#### WHAT NEEDS TO BE DONE:
Rewrite the data below as a JSON list of strings, with one string for each line and no blank lines.

Point annotation dataset data:
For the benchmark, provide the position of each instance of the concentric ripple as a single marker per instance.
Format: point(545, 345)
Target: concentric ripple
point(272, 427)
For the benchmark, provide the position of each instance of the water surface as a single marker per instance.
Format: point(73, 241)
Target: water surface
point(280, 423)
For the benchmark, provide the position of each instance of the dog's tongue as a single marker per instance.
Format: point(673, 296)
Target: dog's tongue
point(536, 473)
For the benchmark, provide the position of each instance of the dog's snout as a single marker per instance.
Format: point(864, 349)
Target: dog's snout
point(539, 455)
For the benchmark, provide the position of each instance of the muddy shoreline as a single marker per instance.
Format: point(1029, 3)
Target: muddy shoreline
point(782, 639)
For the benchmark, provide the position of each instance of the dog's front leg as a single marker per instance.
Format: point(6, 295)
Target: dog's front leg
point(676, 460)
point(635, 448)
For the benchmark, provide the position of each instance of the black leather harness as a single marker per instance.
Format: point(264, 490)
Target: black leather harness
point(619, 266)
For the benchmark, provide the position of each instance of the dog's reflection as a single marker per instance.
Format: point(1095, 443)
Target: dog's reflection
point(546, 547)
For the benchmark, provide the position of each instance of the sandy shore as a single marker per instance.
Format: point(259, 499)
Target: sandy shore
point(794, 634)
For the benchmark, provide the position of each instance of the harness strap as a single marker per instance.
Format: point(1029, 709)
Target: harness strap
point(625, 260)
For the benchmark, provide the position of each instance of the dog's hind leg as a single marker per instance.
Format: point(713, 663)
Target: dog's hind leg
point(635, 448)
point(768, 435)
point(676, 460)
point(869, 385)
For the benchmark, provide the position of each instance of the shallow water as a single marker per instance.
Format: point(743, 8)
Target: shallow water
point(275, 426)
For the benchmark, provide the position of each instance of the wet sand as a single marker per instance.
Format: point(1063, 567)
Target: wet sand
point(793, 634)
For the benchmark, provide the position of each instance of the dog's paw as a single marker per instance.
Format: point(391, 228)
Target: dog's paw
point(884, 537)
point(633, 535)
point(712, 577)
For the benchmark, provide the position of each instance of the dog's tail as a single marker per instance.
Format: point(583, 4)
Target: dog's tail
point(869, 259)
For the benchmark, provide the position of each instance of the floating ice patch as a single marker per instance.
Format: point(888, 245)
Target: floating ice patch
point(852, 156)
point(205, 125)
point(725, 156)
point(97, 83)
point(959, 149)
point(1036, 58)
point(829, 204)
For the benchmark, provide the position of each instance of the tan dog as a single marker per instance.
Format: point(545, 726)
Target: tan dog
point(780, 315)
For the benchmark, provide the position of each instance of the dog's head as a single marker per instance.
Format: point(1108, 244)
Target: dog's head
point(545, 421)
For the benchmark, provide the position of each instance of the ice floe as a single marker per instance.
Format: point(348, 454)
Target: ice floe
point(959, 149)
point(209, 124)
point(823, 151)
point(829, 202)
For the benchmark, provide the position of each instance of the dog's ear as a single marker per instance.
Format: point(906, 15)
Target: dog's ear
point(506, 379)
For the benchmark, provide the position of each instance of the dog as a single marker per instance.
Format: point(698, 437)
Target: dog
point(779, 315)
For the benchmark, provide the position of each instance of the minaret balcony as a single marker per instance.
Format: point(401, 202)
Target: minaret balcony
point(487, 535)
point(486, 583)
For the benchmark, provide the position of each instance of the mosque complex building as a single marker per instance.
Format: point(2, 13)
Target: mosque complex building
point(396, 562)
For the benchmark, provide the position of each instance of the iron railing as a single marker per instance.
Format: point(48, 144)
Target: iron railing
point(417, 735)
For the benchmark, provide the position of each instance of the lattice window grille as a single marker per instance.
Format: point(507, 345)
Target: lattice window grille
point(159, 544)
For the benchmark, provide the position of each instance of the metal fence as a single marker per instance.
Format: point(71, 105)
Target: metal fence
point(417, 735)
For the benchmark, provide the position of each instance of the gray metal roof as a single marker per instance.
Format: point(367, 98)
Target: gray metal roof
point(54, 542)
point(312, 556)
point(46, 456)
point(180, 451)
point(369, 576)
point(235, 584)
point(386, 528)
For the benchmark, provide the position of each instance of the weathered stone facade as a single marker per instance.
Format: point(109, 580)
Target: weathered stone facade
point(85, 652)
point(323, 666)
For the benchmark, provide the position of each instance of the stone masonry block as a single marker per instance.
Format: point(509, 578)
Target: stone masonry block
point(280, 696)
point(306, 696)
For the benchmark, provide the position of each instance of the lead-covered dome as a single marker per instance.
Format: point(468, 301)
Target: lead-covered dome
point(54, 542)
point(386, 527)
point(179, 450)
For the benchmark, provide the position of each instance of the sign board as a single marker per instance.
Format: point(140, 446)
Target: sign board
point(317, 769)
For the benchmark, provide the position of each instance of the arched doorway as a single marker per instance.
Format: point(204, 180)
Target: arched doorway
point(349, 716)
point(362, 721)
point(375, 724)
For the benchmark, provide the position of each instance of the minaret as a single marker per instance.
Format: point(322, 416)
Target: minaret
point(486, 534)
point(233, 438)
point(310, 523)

#### FULL RESPONSE:
[
  "For the benchmark, provide the position of each instance of the concentric ripple as a single marker per instance.",
  "Format: point(545, 345)",
  "Target: concentric ripple",
  "point(272, 427)",
  "For the benchmark, provide the position of each instance of the water surface as a single marker per instance.",
  "Format: point(73, 241)",
  "Target: water surface",
  "point(280, 423)",
  "For the benchmark, provide the position of each instance of the dog's tongue as a single marker per instance.",
  "Format: point(673, 296)",
  "Target: dog's tongue",
  "point(536, 473)",
  "For the benchmark, provide the position of each instance of the dog's snout as a single marker per instance.",
  "Format: point(864, 349)",
  "Target: dog's snout",
  "point(539, 455)",
  "For the benchmark, provide the position of each instance of the muddy shoreline as a single marker per instance.",
  "Format: point(1029, 3)",
  "Target: muddy shoreline",
  "point(782, 639)",
  "For the benchmark, provide the position of each instance of the dog's front leg as a single marker per instance.",
  "Format: point(6, 295)",
  "Target: dog's front leg",
  "point(676, 460)",
  "point(635, 448)",
  "For the benchmark, provide the position of each instance of the black leather harness as a single marker per instance.",
  "Format: point(264, 490)",
  "Target: black leather harness",
  "point(619, 266)",
  "For the benchmark, provide the position of each instance of the dog's reflection as a single marker per instance.",
  "Format: point(1095, 443)",
  "Target: dog's reflection",
  "point(546, 547)",
  "For the benchmark, provide the position of each instance of the sandy shore as a single marker per instance.",
  "Format: point(259, 499)",
  "Target: sandy shore",
  "point(794, 634)",
  "For the benchmark, provide the position of each instance of the harness strap as a single marker per instance.",
  "Format: point(1029, 709)",
  "Target: harness strap",
  "point(625, 260)",
  "For the benchmark, provide the position of each instance of the dog's hind leg as a single marker per instance.",
  "Format: point(713, 663)",
  "Target: dog's hind leg",
  "point(635, 448)",
  "point(768, 435)",
  "point(676, 460)",
  "point(869, 385)",
  "For the benchmark, provide the position of each instance of the shallow water as a single marker per instance.",
  "Format: point(743, 8)",
  "Target: shallow water",
  "point(275, 426)",
  "For the benchmark, provide the position of each instance of the wet sand as a single marker per instance.",
  "Format: point(1063, 567)",
  "Target: wet sand",
  "point(793, 634)",
  "For the benchmark, provide the position of each instance of the dog's paw as a single marker per instance.",
  "Format: point(391, 228)",
  "Target: dog's paw",
  "point(884, 537)",
  "point(633, 535)",
  "point(712, 577)",
  "For the benchmark, provide the position of each instance of the dog's tail as a single marker per instance.",
  "Format: point(583, 4)",
  "Target: dog's tail",
  "point(869, 259)",
  "For the benchmark, provide the position of each instance of the floating ice patch as a single marker per instance.",
  "Format: point(888, 245)",
  "Target: floating ice patch",
  "point(852, 156)",
  "point(205, 125)",
  "point(725, 156)",
  "point(97, 83)",
  "point(959, 149)",
  "point(1036, 58)",
  "point(829, 204)",
  "For the benchmark, provide the position of each instance of the tan dog as a single marker per instance.",
  "Format: point(545, 726)",
  "Target: tan dog",
  "point(780, 315)",
  "For the benchmark, provide the position of each instance of the dog's head as a single marker per instance.",
  "Format: point(1108, 244)",
  "Target: dog's head",
  "point(545, 421)",
  "For the benchmark, provide the position of each instance of the ice floe as a single marker per instance.",
  "Format: point(348, 454)",
  "Target: ice floe",
  "point(959, 149)",
  "point(209, 124)",
  "point(823, 151)",
  "point(829, 202)",
  "For the benchmark, provide the position of each instance of the dog's ear as a single marker per instance.",
  "Format: point(906, 15)",
  "Target: dog's ear",
  "point(506, 379)",
  "For the benchmark, provide the position of each instance of the dog as a single marker per instance.",
  "Format: point(698, 437)",
  "Target: dog",
  "point(779, 315)",
  "For the benchmark, provide the position of each instance of the minaret balcony as a single marker per instance.",
  "Format: point(401, 202)",
  "Target: minaret balcony",
  "point(487, 535)",
  "point(486, 583)",
  "For the benchmark, provide the position of each instance of the mosque complex building as a single marker per instance.",
  "Format: point(2, 13)",
  "Target: mosque complex building",
  "point(396, 562)",
  "For the benchmark, provide the position of each instance of the iron railing as a single marker per instance.",
  "Format: point(48, 144)",
  "Target: iron railing",
  "point(417, 735)",
  "For the benchmark, provide the position of each instance of the lattice window grille as a single marker per instance.",
  "Format: point(507, 345)",
  "Target: lattice window grille",
  "point(159, 544)",
  "For the benchmark, provide the position of each instance of the metal fence as a single marker per instance.",
  "Format: point(71, 105)",
  "Target: metal fence",
  "point(417, 735)",
  "For the benchmark, provide the position of each instance of the gray metal roof as a single marker per instance.",
  "Format: point(367, 98)",
  "Target: gray metal roof",
  "point(54, 542)",
  "point(312, 556)",
  "point(46, 456)",
  "point(180, 451)",
  "point(369, 576)",
  "point(235, 584)",
  "point(386, 528)",
  "For the benchmark, provide the position of each instance of the weathered stone facade as a single marker per instance.",
  "Format: point(109, 580)",
  "Target: weathered stone facade",
  "point(85, 652)",
  "point(323, 666)",
  "For the benchmark, provide the position of each instance of the stone masonry block as a single marker per instance.",
  "Format: point(509, 578)",
  "Target: stone masonry block",
  "point(280, 696)",
  "point(306, 696)",
  "For the benchmark, provide the position of each instance of the lead-covered dome as a single marker per instance.",
  "Format: point(468, 301)",
  "Target: lead-covered dome",
  "point(54, 542)",
  "point(386, 527)",
  "point(179, 450)",
  "For the benchmark, provide the position of each instance of the sign board as a single marker per instance.",
  "Format: point(140, 446)",
  "Target: sign board",
  "point(317, 769)",
  "For the benchmark, provide the position of each instance of the arched doorway as a single marker per instance.",
  "Format: point(204, 180)",
  "Target: arched doorway",
  "point(349, 716)",
  "point(362, 721)",
  "point(375, 724)",
  "For the benchmark, provide the position of each instance of the minaret as a single marker per instance.",
  "Format: point(322, 416)",
  "Target: minaret",
  "point(486, 534)",
  "point(233, 438)",
  "point(310, 523)"
]